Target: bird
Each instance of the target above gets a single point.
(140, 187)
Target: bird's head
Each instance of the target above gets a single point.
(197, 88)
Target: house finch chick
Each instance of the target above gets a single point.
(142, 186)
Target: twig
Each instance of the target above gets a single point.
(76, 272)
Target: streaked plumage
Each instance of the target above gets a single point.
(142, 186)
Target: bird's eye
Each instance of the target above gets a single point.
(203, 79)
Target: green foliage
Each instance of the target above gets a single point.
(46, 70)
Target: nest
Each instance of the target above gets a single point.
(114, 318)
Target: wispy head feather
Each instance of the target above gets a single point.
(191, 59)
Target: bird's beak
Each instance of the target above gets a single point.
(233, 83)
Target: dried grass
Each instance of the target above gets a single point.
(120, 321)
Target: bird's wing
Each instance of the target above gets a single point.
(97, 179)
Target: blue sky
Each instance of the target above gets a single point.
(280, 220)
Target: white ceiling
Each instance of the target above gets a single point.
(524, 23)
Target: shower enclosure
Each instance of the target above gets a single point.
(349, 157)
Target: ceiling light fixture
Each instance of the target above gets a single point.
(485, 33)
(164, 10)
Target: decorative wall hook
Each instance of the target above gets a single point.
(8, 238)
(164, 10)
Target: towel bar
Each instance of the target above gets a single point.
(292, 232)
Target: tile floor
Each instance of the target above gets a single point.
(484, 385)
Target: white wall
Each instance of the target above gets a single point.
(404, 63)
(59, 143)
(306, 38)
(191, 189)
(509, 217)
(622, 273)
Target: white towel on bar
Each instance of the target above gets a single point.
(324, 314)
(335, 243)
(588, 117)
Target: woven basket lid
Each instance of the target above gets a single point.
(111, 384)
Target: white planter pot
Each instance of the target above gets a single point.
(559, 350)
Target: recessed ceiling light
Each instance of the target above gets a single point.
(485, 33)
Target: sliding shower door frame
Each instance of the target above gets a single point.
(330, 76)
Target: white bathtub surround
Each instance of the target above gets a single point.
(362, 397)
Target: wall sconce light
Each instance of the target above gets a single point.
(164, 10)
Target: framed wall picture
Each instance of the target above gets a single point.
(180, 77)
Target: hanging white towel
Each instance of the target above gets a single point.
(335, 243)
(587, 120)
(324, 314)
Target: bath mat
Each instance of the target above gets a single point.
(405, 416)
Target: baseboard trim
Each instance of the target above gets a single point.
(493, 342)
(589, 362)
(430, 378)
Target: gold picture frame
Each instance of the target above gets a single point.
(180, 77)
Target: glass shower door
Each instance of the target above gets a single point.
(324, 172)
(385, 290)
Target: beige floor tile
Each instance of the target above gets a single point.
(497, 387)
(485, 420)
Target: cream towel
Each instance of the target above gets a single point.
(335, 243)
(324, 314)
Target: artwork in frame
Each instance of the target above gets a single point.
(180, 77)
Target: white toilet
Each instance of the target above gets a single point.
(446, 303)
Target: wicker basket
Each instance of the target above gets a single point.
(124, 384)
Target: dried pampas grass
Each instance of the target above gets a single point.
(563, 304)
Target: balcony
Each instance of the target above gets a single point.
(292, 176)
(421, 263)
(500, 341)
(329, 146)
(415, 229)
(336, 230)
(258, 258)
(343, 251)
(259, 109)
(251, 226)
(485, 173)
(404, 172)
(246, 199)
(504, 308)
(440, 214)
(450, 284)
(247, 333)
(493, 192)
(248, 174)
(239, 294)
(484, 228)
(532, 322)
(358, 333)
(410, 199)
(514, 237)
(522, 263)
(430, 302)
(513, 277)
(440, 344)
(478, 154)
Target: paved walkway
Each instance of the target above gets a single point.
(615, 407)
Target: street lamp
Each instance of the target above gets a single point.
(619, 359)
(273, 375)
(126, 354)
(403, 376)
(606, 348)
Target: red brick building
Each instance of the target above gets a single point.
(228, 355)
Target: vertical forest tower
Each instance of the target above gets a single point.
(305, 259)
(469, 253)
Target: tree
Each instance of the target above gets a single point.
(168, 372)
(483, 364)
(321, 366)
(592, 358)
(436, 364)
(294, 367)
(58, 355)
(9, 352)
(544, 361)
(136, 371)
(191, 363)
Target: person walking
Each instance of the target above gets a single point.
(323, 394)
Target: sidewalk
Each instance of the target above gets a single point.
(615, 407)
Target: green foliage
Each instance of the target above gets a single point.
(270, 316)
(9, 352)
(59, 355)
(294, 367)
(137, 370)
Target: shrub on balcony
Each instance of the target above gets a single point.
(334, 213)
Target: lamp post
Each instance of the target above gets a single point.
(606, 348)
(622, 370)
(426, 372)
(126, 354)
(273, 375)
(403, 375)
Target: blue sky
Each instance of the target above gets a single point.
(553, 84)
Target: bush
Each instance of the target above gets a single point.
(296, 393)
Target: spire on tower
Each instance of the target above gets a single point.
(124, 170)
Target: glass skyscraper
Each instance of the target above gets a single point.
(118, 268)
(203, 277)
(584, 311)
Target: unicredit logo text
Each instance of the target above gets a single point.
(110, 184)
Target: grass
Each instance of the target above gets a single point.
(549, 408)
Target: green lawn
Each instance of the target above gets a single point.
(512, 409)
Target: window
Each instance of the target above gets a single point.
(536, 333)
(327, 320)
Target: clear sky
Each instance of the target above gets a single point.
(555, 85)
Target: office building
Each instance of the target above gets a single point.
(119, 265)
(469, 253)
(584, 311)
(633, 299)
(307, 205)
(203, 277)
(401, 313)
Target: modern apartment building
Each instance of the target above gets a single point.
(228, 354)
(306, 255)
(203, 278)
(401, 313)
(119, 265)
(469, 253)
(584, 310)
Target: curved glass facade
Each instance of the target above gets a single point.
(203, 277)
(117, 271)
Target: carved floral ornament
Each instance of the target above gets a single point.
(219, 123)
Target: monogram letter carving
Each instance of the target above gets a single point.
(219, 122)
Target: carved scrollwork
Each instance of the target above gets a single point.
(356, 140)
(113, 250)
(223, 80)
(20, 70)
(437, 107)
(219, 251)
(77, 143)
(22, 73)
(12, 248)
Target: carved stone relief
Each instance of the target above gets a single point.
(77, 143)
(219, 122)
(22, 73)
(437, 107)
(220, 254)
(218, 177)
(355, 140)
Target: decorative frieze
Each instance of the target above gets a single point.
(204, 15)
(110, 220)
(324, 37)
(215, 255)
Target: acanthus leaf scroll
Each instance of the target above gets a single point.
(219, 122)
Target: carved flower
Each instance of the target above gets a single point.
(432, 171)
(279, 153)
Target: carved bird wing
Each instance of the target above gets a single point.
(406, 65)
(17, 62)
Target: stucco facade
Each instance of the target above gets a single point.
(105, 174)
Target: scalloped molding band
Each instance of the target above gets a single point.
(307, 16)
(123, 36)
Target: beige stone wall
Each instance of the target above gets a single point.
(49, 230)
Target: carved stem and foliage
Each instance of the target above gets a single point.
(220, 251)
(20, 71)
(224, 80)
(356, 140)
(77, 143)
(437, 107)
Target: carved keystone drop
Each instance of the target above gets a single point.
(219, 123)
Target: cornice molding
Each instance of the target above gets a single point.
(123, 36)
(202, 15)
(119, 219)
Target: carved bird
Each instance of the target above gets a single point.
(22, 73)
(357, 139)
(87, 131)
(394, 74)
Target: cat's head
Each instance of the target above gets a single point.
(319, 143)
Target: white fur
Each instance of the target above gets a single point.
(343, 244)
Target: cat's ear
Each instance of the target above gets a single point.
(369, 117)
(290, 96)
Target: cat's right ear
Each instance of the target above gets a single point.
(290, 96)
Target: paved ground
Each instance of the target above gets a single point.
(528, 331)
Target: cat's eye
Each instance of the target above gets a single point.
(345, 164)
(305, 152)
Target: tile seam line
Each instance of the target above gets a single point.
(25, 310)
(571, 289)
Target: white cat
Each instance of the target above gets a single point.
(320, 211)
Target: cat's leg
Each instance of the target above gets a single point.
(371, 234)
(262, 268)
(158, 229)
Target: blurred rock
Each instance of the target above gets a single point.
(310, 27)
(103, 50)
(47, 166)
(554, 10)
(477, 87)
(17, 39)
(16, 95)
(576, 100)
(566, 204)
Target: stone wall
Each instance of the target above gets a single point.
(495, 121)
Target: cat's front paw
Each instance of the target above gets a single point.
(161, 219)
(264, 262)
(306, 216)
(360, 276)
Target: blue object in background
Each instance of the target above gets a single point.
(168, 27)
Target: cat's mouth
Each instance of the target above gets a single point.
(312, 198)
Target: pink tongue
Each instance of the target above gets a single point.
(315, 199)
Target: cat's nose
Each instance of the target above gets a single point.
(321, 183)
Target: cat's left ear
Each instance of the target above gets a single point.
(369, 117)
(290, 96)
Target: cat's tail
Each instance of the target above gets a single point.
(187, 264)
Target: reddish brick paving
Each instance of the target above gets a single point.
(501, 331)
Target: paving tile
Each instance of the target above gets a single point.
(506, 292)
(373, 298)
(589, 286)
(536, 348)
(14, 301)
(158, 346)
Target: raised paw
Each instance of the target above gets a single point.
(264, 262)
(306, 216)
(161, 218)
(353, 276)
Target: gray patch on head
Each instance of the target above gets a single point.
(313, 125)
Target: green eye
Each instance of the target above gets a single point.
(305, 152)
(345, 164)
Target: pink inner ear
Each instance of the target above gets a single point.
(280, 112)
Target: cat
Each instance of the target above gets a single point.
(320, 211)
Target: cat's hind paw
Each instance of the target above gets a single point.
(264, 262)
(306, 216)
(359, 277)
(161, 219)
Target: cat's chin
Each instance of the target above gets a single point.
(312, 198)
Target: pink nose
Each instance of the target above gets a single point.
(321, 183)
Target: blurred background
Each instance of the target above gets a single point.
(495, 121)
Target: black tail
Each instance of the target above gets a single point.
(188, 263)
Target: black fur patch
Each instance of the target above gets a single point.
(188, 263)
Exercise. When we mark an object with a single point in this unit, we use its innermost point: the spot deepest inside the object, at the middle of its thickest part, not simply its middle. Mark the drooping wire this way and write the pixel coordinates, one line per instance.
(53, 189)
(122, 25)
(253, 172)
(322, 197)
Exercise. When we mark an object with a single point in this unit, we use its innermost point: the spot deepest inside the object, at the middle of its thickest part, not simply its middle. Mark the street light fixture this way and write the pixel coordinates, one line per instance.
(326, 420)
- - - -
◆ **TRY IT**
Please, from the material above, copy only the lines from the line with "Target: shrub on balcony" up to and including the line with "Target: spire on tower", exactly as written.

◆ **WRITTEN REPLY**
Target: shrub on balcony
Each instance of the target above gets a single point.
(334, 213)
Target: lamp post
Each instance of the target above gets a single point.
(606, 348)
(622, 370)
(426, 372)
(126, 354)
(273, 375)
(403, 375)
Target: blue sky
Each instance of the target above gets a single point.
(553, 84)
Target: bush
Each instance of the target above gets a single point.
(296, 393)
Target: spire on tower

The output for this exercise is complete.